▸ **작업 지시**: "Plain rules. Mark every instance of the dry" 문구가 있는 줄부터 "x=312 y=125" 문구가 있는 줄까지, 양 끝 줄을 포함한 줄만 다시 적어 주세요. 이때 "Report" 단어를 "Result" 단어로 바꾸고 다른 부분은 그대로 둡니다.
━━ 줄 목록
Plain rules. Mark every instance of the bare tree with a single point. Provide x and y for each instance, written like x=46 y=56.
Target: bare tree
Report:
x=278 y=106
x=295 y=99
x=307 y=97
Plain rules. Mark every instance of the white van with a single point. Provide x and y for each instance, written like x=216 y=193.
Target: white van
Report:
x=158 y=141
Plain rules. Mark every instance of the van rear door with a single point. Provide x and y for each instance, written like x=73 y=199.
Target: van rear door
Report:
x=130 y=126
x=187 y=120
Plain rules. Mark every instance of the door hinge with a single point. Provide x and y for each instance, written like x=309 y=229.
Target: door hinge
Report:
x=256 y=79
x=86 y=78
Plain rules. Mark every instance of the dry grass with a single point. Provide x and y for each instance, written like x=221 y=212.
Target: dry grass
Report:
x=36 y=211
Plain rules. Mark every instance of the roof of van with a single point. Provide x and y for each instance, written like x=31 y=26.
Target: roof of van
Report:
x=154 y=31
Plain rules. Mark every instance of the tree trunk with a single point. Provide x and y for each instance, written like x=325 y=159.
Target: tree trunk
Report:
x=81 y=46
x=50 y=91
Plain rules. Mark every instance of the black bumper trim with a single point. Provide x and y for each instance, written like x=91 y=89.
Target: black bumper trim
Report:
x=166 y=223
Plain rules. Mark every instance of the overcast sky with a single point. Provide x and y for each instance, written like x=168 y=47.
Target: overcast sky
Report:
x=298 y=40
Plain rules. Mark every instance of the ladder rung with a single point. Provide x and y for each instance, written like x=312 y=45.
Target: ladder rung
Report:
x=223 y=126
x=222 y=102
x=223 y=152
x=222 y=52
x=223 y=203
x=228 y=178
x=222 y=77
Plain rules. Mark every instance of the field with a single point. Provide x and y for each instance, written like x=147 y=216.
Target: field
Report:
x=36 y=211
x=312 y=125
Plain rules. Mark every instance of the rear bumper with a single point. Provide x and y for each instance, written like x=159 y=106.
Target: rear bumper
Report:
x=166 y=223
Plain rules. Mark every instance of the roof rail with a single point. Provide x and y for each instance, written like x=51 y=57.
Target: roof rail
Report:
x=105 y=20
━━━━
▸ **아래 결과**:
Plain rules. Mark every instance of the dry grass with a single point. Provide x and y for each instance, written like x=221 y=212.
Target: dry grass
Result:
x=36 y=211
Plain rules. Mark every instance of the roof of van with a single point. Provide x and y for each instance, written like x=31 y=26.
Target: roof of van
Result:
x=154 y=31
Plain rules. Mark every instance of the tree trunk with a single point. Provide x and y for each instance, written like x=325 y=159.
Target: tree trunk
Result:
x=81 y=46
x=50 y=91
Plain rules. Mark every instance of the black bumper trim with a single point. Provide x and y for each instance, written like x=91 y=89.
Target: black bumper trim
Result:
x=166 y=223
Plain rules. Mark every instance of the overcast sky with a single point. Provide x and y for each instance, written like x=168 y=47.
Target: overcast sky
Result:
x=298 y=40
Plain rules. Mark every instance of the ladder rung with a single point. Provide x and y for each instance, written like x=312 y=45.
Target: ladder rung
Result:
x=223 y=126
x=222 y=102
x=223 y=152
x=222 y=52
x=223 y=203
x=228 y=178
x=222 y=77
Plain rules. Mark every instance of the field with a single point. Provide x and y for each instance, written like x=147 y=216.
Target: field
Result:
x=36 y=211
x=312 y=125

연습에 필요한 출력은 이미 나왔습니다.